* BEGIN DATA IN THIS EXERCISE *

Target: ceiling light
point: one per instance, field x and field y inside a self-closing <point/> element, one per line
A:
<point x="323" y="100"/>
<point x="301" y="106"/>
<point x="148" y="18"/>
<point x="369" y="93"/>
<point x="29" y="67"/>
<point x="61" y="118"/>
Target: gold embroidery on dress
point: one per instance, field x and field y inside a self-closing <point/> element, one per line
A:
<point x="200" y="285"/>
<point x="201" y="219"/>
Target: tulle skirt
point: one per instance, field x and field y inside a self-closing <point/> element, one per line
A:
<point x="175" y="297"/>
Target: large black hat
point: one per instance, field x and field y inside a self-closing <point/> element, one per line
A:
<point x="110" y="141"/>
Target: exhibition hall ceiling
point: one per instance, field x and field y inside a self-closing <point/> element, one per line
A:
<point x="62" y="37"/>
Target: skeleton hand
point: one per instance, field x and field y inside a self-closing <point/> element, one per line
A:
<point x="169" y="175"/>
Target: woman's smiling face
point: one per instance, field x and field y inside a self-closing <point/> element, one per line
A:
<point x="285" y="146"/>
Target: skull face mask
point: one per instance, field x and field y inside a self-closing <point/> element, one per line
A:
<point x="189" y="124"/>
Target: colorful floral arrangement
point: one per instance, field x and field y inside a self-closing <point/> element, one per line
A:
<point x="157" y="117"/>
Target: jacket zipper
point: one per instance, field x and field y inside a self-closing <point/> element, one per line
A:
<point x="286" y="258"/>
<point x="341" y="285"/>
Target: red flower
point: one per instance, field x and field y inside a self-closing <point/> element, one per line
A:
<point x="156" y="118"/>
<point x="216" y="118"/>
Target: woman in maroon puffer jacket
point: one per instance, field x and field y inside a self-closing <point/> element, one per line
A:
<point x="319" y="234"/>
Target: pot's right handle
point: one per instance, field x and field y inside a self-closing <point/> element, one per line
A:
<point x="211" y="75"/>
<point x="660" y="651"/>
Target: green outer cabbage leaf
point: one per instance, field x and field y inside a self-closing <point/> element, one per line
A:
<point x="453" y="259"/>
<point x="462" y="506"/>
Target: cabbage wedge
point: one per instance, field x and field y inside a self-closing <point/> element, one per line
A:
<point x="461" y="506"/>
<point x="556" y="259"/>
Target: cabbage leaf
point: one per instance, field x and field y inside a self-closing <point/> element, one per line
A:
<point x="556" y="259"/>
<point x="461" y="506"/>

* END DATA IN THIS EXERCISE *

> [PROBLEM TO SOLVE]:
Copy out every line from the one containing "Target: exhibition hall ceiling" to the end of the material, both ends included.

> [FULL SOLUTION]:
Target: exhibition hall ceiling
point: one per instance, field x and field y inside a self-closing <point/> element, one per line
A:
<point x="62" y="37"/>
Target: skeleton hand
point: one per instance, field x and field y inside a self-closing <point/> element, one per line
A:
<point x="169" y="175"/>
Target: woman's smiling face
point: one per instance, field x and field y inside a self-closing <point/> element, one per line
A:
<point x="285" y="146"/>
Target: skull face mask
point: one per instance, field x and field y inside a self-closing <point/> element, one per line
A:
<point x="189" y="124"/>
Target: colorful floral arrangement
point: one per instance, field x and field y inside a self-closing <point/> element, one per line
A:
<point x="157" y="117"/>
Target: jacket zipper
point: one per instance, field x and field y inside a self-closing <point/> element, one per line
A:
<point x="286" y="258"/>
<point x="341" y="285"/>
Target: red flower
point: one per instance, field x and field y inside a self-closing <point/> element, one per line
A:
<point x="156" y="118"/>
<point x="216" y="118"/>
Target: woman in maroon puffer jacket
point: one per instance, field x and field y inside a self-closing <point/> element, one per line
A:
<point x="319" y="234"/>
Target: pot's right handle
point: one per instance, field x and field y inside a self-closing <point/> element, one per line
A:
<point x="211" y="75"/>
<point x="660" y="651"/>
Target: green outer cabbage leaf
point: one per instance, field x and field y inside a self-closing <point/> element, one per line
A:
<point x="453" y="259"/>
<point x="462" y="506"/>
Target: cabbage wedge
point: one per instance, field x and field y inside a self-closing <point/> element, one per line
A:
<point x="461" y="506"/>
<point x="556" y="259"/>
Target: cabbage leaf
point: one per instance, field x and field y inside a self-closing <point/> element, one per line
A:
<point x="556" y="259"/>
<point x="461" y="506"/>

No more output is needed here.